__EXERCISE DETAILS__
Down to the last character, repeat the entries beneath this task.

(Beginning of PROVIDED DATA)

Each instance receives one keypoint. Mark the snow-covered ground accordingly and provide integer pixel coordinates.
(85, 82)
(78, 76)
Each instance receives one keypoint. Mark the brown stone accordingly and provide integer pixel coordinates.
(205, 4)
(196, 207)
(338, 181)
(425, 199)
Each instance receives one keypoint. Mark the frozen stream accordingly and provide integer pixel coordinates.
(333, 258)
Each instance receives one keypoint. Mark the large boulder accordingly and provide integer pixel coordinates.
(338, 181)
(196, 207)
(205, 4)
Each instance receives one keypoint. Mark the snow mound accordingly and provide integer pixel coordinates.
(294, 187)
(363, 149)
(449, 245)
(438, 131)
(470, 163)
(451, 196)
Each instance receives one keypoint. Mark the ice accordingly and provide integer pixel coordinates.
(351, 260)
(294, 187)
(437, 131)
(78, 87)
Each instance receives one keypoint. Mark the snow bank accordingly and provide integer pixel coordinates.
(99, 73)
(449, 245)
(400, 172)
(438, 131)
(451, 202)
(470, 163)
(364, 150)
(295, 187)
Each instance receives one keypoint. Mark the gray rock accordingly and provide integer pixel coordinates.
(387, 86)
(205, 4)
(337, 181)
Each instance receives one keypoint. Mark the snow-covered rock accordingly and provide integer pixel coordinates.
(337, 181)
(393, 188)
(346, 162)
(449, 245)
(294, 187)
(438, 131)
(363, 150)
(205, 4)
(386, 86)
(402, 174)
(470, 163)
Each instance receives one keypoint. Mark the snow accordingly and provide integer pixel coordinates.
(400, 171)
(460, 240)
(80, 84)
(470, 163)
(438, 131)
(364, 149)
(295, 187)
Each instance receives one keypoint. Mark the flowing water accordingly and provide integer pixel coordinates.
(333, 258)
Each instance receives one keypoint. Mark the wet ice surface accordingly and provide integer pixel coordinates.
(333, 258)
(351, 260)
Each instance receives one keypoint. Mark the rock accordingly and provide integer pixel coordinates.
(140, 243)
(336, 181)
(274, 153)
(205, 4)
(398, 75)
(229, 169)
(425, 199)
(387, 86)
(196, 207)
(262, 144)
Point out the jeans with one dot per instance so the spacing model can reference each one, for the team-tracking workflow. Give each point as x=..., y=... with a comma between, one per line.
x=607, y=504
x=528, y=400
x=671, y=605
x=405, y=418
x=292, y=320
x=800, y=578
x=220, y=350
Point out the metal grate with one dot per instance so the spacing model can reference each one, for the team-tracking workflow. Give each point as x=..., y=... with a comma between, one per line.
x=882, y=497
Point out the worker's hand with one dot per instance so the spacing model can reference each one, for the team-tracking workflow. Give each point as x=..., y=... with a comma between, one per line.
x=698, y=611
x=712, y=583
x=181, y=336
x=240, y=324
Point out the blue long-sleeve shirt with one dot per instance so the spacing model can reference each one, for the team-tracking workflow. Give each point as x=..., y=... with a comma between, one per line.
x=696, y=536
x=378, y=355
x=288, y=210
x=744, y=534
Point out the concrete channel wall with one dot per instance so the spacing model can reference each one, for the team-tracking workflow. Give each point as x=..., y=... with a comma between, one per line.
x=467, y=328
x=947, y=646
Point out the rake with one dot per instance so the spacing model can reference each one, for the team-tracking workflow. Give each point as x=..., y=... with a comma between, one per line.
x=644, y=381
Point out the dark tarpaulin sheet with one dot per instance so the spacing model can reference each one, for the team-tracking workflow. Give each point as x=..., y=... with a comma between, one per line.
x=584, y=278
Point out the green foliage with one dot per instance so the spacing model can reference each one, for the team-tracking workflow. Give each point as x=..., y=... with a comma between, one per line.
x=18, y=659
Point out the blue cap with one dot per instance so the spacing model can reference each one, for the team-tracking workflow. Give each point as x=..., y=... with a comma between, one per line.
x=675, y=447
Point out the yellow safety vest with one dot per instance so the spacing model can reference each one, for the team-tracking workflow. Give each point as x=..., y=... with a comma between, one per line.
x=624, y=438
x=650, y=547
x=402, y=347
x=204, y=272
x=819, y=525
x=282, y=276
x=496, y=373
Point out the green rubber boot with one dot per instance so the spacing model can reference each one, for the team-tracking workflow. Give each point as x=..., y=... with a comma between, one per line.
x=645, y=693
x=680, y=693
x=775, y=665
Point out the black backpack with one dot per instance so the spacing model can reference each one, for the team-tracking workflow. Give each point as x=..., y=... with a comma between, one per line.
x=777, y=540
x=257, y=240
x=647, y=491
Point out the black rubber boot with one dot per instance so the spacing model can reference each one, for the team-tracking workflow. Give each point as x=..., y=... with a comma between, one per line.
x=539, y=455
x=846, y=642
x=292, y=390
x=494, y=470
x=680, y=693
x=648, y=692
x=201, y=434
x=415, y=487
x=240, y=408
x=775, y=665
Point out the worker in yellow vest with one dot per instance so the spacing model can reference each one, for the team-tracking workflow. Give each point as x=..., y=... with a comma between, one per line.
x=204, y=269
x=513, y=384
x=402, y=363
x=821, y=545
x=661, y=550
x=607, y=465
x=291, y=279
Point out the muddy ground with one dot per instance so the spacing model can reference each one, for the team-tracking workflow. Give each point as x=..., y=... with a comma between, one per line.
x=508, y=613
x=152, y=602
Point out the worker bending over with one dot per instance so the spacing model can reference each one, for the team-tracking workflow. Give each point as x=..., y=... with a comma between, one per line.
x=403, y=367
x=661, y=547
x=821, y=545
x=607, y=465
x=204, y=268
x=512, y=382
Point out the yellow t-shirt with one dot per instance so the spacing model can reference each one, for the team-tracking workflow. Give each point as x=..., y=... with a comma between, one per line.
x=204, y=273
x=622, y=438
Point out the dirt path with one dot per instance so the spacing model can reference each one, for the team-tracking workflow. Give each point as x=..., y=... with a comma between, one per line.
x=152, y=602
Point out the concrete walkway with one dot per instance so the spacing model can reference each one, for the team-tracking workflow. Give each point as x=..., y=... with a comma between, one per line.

(End of PROVIDED DATA)

__SOLUTION__
Each instance receives one keypoint. Mark the snow-covered ground accordingly and provide integer pixel coordinates.
(85, 82)
(78, 76)
Each instance receives one keypoint. Mark the brown stone accordingly and provide integer pixel coordinates.
(205, 4)
(196, 207)
(338, 181)
(425, 199)
Each instance receives one keypoint. Mark the frozen stream accordingly and provide integer pixel coordinates.
(333, 258)
Each instance receives one keypoint. Mark the large boulder accordingly and provide integer pixel coordinates.
(338, 181)
(196, 207)
(205, 4)
Each instance receives one keypoint. Mark the snow mound accordingly and provide integer pixel coordinates.
(294, 187)
(363, 149)
(449, 245)
(438, 131)
(470, 163)
(451, 196)
Each instance receives one keypoint. Mark the ice accordingly and provide integer pixel coordinates.
(351, 260)
(294, 187)
(437, 131)
(78, 87)
Each instance receives one keypoint. Mark the snow bank accordingly and provide integer pixel coordinates.
(99, 73)
(449, 245)
(400, 172)
(438, 131)
(451, 202)
(470, 163)
(364, 150)
(295, 187)
Each instance receives one keypoint. Mark the gray rock accordingly and provide integer pixel coordinates.
(387, 86)
(205, 4)
(337, 181)
Each instance receives one keypoint. Mark the snow-covered rock accordingly and provide integer pixel coordinates.
(337, 181)
(393, 188)
(346, 162)
(449, 245)
(294, 187)
(438, 131)
(363, 150)
(205, 4)
(386, 86)
(402, 174)
(470, 163)
Each instance receives one keypoint. Mark the snow accordingly and provide integer pixel coordinates.
(400, 171)
(460, 240)
(80, 84)
(470, 163)
(438, 131)
(364, 149)
(295, 187)
Each instance receives one keypoint. Mark the flowing water accordingly and provide integer pixel coordinates.
(333, 258)
Each instance receives one keypoint. Mark the wet ice surface accordingly and provide integer pixel coordinates.
(333, 258)
(351, 260)
Each instance receives one keypoint. Mark the rock accordingly and provide integer pixel coordinates.
(140, 243)
(336, 181)
(274, 153)
(205, 4)
(398, 75)
(229, 169)
(425, 199)
(387, 86)
(196, 207)
(262, 144)
Point out the jeans with one dot per instance so the spacing model can reference each one, for the team-tracking workflow. Give each point as x=..., y=... with a comma between, one per line.
x=607, y=504
x=528, y=400
x=671, y=605
x=405, y=418
x=292, y=320
x=800, y=578
x=220, y=350
Point out the metal grate with one dot per instance so the spacing model can reference each one, for the team-tracking workflow. Give each point as x=..., y=... with a comma between, one per line.
x=882, y=497
Point out the worker's hand with one dot per instance so the spacing model can reference each one, for the team-tracking workflow. Give each point as x=..., y=... with a comma between, one per line.
x=698, y=611
x=712, y=583
x=181, y=336
x=240, y=324
Point out the blue long-sleeve shirt with one dot per instance so the spacing model can reference each one, for the team-tracking workflow. Give each point as x=..., y=... with a comma between, one per line.
x=696, y=536
x=378, y=355
x=288, y=210
x=744, y=534
Point out the concrete channel wall with one dot per instance so the spacing model can reference each one, for the team-tracking workflow. Give each point as x=..., y=... with a comma between, one per line.
x=467, y=328
x=947, y=646
Point out the rake with one dot per instance so the spacing model can reference each one, for the team-tracking workflow. Give each point as x=..., y=... with a comma between, one per line.
x=644, y=381
Point out the dark tarpaulin sheet with one dot per instance so the spacing model can reference each one, for the team-tracking workflow. Give each point as x=..., y=... with a comma between, one per line.
x=584, y=278
Point out the green foliage with one dot per instance so the spacing model can reference each one, for the team-tracking workflow. Give each point as x=..., y=... with a comma between, one per line.
x=18, y=659
Point out the blue cap with one dot per instance so the spacing model can reference each one, for the team-tracking workflow. Give each point as x=..., y=... with a comma between, one per line.
x=675, y=447
Point out the yellow safety vest with one dot per instance so the spacing model can reference each one, for the team-tracking workflow. Give each point as x=..., y=... with a comma between, one per line.
x=624, y=438
x=650, y=547
x=402, y=347
x=204, y=272
x=819, y=525
x=282, y=276
x=496, y=373
Point out the green rubber boot with one dot per instance so the spacing model can reference each one, for the team-tracking workflow. Give each point as x=..., y=... with a comma between, one per line.
x=645, y=693
x=680, y=693
x=775, y=665
Point out the black backpack with one dot per instance so the spacing model can reference each one, for the team-tracking workflow. Give each point as x=..., y=... with a comma between, one per line.
x=777, y=540
x=257, y=240
x=647, y=491
Point out the black rubber boot with one dot per instance so the spacing model can reference each one, for the team-tracking workflow. Give each point as x=..., y=... with a comma between, one per line.
x=539, y=455
x=846, y=642
x=292, y=390
x=494, y=470
x=680, y=693
x=648, y=692
x=201, y=434
x=415, y=487
x=240, y=408
x=775, y=665
Point out the worker in yellow vest with one dot per instance so the spacing model can reference each one, for the team-tracking workflow. Give each point as x=..., y=... with a comma between, one per line.
x=204, y=269
x=513, y=384
x=402, y=363
x=821, y=545
x=661, y=550
x=607, y=465
x=291, y=279
Point out the muddy ground with one dot per instance so the spacing model can reference each one, for the team-tracking workflow. Give each point as x=..., y=... with a comma between, one per line.
x=508, y=613
x=152, y=602
Point out the worker bending over with one dot per instance so the spacing model can reference each one, for the team-tracking workflow. Give each point as x=..., y=... with a comma between, one per line.
x=403, y=367
x=661, y=547
x=821, y=545
x=607, y=465
x=204, y=268
x=512, y=382
Point out the yellow t-shirt with one dot per instance so the spacing model can reference each one, for the team-tracking workflow. Give each point as x=..., y=... with a comma between, one per line.
x=204, y=273
x=622, y=438
Point out the dirt path with one dot per instance so the spacing model can reference each one, for the team-tracking workflow. Give each point as x=..., y=... with a comma between, one per line.
x=152, y=602
Point out the concrete walkway with one dot per instance so the spacing model can reference each one, for the team-tracking workflow. Give each point as x=..., y=... with a comma between, one per line.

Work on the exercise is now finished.